## Excerpt:
┌────────

Couples who get divorced after their children are grown and on their own often don’t worry about how their break-up will affect them. After all, their day-to-day lives won’t change, and they’re old enough to understand the complexities of relationships.
While it’s not the same as divorcing when you have young children or even teens to co-parent, it’s still crucial not to minimize your adult child’s feelings. It’s also important, as with any healthy co-parenting relationship, to show your child that you’ll always be a parenting team when it comes to their needs and those of their grandchildren.
When a couple has been married for many years – and throughout their child’s years growing up, divorce can affect all of their memories and their sense of identity. One licensed marriage and family therapist (LMFT) explains that often “they view it as a disintegration of their family’s history.” They may need to go through their own mourning period.
How to make divorce less stressful on an adult child
Parents can make it easier for their kids if they don’t dismiss the advice given to divorcing parents of younger kids. It’s often still applicable. For example, don’t share too much just because your child’s old enough to understand. You may think of your child as your “best friend,” but they’re still your child – and your co-parent’s child.

└────────

Reproduce the excerpt on divorce and adult children from "When a couple" up to and including "your co-parent’s child.", changing "mourning period" to "grieving period".

## Supplied material:
┌────────

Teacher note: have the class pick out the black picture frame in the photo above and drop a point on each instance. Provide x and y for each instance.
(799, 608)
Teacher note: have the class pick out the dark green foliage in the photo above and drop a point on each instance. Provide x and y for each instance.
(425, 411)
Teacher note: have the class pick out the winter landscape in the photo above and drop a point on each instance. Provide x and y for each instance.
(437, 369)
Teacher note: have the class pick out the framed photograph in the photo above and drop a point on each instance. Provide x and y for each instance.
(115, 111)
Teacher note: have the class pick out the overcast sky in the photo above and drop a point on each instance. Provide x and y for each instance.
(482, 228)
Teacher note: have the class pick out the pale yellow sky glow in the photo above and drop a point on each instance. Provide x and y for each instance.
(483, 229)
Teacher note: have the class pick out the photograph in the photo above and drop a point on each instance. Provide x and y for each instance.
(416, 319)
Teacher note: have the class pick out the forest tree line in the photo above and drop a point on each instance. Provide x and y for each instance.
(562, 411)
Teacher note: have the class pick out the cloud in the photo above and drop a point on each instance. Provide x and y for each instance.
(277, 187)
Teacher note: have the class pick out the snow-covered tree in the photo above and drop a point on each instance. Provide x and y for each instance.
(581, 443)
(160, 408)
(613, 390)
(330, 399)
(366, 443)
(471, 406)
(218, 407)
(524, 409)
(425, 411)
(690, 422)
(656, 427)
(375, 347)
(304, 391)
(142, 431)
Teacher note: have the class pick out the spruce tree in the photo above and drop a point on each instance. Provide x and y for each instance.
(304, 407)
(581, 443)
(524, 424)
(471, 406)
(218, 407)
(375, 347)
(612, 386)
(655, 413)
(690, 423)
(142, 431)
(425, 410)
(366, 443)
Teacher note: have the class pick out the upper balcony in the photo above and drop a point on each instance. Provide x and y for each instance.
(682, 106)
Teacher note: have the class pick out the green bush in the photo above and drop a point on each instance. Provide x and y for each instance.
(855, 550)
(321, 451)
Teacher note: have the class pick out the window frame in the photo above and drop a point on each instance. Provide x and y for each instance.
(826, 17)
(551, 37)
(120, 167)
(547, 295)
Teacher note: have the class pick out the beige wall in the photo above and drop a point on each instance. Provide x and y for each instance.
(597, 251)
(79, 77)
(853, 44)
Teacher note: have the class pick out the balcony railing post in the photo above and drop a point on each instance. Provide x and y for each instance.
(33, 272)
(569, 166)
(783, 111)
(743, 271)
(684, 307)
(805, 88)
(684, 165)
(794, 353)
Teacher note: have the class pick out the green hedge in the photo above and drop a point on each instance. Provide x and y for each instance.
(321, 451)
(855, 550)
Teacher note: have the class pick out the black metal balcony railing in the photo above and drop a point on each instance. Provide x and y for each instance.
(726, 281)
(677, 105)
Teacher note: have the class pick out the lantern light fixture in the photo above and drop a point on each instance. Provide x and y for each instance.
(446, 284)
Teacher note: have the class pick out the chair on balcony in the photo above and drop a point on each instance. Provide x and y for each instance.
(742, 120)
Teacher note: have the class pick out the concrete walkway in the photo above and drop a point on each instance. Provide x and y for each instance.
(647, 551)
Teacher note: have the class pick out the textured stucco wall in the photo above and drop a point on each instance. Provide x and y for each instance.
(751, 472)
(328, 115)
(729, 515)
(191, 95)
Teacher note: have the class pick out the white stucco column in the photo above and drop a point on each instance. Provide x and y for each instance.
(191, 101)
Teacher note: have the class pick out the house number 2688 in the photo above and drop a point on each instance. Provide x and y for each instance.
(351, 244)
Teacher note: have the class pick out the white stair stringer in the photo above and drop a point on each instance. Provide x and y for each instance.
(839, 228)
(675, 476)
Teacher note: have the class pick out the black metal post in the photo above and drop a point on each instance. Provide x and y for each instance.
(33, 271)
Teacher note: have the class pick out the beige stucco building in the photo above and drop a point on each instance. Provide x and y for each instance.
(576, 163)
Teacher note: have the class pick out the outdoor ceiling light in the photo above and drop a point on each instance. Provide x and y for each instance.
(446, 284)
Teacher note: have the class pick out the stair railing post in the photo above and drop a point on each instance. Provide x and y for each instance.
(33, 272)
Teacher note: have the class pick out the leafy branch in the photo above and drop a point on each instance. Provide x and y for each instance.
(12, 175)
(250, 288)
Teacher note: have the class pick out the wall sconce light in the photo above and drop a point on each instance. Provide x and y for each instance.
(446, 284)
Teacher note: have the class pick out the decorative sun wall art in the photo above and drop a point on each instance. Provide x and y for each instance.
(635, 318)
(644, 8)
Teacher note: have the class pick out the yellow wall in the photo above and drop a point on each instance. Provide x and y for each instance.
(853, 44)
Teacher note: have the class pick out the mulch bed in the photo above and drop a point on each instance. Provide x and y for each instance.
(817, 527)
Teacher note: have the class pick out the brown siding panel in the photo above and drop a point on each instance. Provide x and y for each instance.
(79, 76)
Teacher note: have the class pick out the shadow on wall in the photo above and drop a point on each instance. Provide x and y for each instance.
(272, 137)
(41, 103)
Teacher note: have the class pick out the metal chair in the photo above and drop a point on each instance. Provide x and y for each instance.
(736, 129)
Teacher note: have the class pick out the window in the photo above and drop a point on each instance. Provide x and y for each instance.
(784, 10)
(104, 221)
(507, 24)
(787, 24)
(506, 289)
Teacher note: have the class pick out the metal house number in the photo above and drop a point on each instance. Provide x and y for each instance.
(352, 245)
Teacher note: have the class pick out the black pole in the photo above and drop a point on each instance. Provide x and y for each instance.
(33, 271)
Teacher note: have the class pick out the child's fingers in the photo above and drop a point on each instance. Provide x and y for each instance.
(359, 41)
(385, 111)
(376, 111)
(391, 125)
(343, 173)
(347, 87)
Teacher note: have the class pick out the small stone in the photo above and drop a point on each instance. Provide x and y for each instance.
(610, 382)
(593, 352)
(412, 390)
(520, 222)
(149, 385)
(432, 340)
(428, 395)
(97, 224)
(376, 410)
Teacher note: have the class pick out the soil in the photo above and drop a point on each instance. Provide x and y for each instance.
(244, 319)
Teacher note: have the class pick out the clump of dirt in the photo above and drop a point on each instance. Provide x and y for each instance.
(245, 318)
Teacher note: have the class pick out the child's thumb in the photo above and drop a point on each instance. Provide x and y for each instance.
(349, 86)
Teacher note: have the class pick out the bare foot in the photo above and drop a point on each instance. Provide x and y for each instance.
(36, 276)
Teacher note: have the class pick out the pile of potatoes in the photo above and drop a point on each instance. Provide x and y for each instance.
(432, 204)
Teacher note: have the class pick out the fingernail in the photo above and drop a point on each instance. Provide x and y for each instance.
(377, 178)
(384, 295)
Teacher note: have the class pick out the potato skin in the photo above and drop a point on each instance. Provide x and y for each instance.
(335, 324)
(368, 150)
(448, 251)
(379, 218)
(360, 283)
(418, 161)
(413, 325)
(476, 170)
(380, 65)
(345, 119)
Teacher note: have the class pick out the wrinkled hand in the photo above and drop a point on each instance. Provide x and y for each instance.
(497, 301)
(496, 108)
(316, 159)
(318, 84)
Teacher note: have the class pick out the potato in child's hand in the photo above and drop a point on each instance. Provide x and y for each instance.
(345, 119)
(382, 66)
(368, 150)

└────────
┌────────

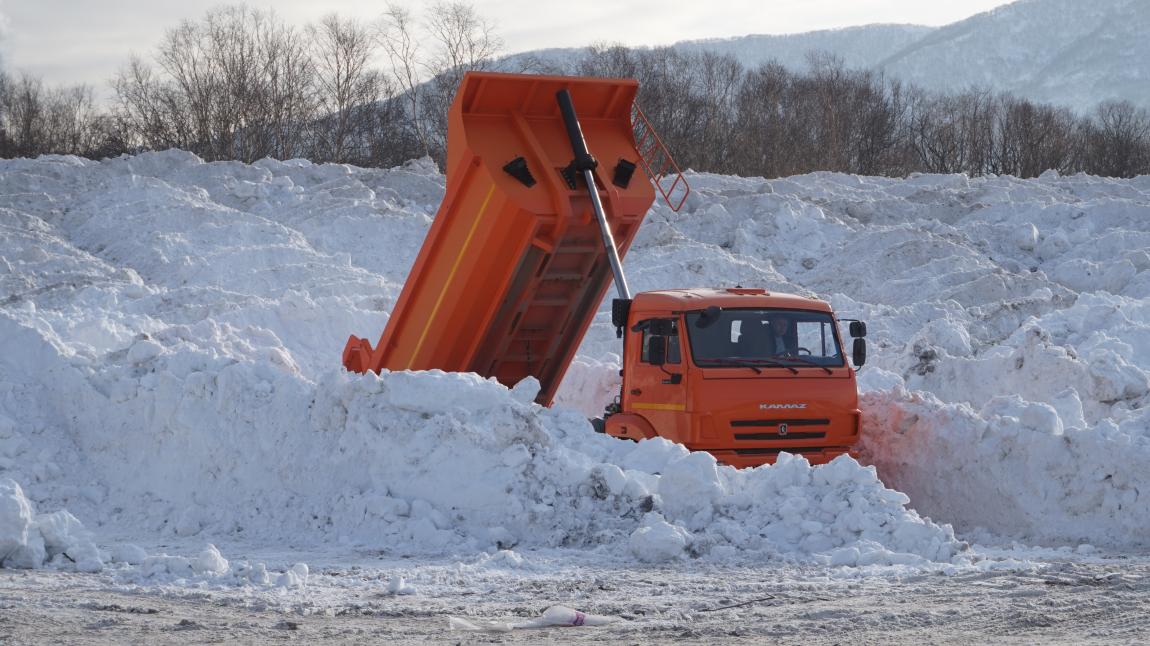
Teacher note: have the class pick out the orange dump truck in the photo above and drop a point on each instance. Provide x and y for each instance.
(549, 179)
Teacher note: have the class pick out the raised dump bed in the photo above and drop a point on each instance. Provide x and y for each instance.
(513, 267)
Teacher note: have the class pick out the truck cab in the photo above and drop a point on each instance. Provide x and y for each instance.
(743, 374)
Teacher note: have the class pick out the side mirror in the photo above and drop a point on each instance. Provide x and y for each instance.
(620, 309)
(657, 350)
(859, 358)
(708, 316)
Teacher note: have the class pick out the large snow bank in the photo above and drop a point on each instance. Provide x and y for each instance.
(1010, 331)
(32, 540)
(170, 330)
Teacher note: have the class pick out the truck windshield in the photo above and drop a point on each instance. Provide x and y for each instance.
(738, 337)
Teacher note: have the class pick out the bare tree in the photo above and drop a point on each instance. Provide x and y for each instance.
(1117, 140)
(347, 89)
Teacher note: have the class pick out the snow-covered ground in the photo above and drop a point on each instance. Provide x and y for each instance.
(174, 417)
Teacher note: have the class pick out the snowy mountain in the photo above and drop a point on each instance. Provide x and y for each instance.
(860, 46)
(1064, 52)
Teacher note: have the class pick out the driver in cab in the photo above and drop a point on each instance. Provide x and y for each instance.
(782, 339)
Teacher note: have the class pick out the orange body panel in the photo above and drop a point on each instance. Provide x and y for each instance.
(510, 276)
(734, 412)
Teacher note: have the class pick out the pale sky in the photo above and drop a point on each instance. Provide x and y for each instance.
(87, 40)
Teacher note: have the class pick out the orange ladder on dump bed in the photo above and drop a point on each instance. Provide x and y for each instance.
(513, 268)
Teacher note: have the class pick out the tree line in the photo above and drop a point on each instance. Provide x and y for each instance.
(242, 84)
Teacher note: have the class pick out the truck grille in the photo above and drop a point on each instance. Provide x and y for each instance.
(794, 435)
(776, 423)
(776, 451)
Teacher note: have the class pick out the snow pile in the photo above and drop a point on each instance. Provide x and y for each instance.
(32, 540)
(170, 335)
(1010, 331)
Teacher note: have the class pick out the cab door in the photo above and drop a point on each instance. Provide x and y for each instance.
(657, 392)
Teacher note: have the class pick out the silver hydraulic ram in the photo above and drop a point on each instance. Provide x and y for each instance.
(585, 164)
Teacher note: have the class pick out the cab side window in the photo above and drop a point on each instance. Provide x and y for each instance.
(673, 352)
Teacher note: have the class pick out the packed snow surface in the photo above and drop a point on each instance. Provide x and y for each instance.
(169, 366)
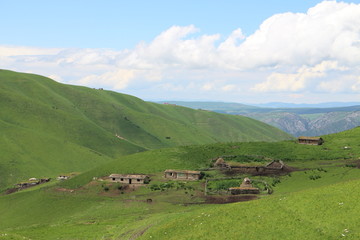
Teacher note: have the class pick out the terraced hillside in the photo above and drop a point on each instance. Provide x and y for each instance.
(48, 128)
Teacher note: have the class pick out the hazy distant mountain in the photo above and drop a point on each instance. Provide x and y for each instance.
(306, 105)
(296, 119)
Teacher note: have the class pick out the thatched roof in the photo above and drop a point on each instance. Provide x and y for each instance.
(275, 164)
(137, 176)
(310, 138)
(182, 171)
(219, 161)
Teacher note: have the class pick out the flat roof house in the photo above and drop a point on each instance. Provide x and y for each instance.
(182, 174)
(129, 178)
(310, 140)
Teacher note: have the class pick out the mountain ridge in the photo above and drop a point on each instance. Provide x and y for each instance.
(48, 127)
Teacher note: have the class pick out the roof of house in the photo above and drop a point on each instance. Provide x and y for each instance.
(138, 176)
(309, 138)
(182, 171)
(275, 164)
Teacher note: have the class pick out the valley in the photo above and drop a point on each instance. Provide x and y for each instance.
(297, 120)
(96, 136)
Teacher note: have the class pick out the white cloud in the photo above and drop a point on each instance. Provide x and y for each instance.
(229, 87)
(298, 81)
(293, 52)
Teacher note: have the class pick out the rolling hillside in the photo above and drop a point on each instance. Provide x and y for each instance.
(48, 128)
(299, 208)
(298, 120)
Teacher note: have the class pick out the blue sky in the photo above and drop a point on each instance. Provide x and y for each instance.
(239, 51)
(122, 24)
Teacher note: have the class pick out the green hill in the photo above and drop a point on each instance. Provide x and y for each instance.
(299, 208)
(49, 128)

└────────

## Answer space:
When a couple has been married for many years – and throughout their child’s years growing up, divorce can affect all of their memories and their sense of identity. One licensed marriage and family therapist (LMFT) explains that often “they view it as a disintegration of their family’s history.” They may need to go through their own grieving period.
How to make divorce less stressful on an adult child
Parents can make it easier for their kids if they don’t dismiss the advice given to divorcing parents of younger kids. It’s often still applicable. For example, don’t share too much just because your child’s old enough to understand. You may think of your child as your “best friend,” but they’re still your child – and your co-parent’s child.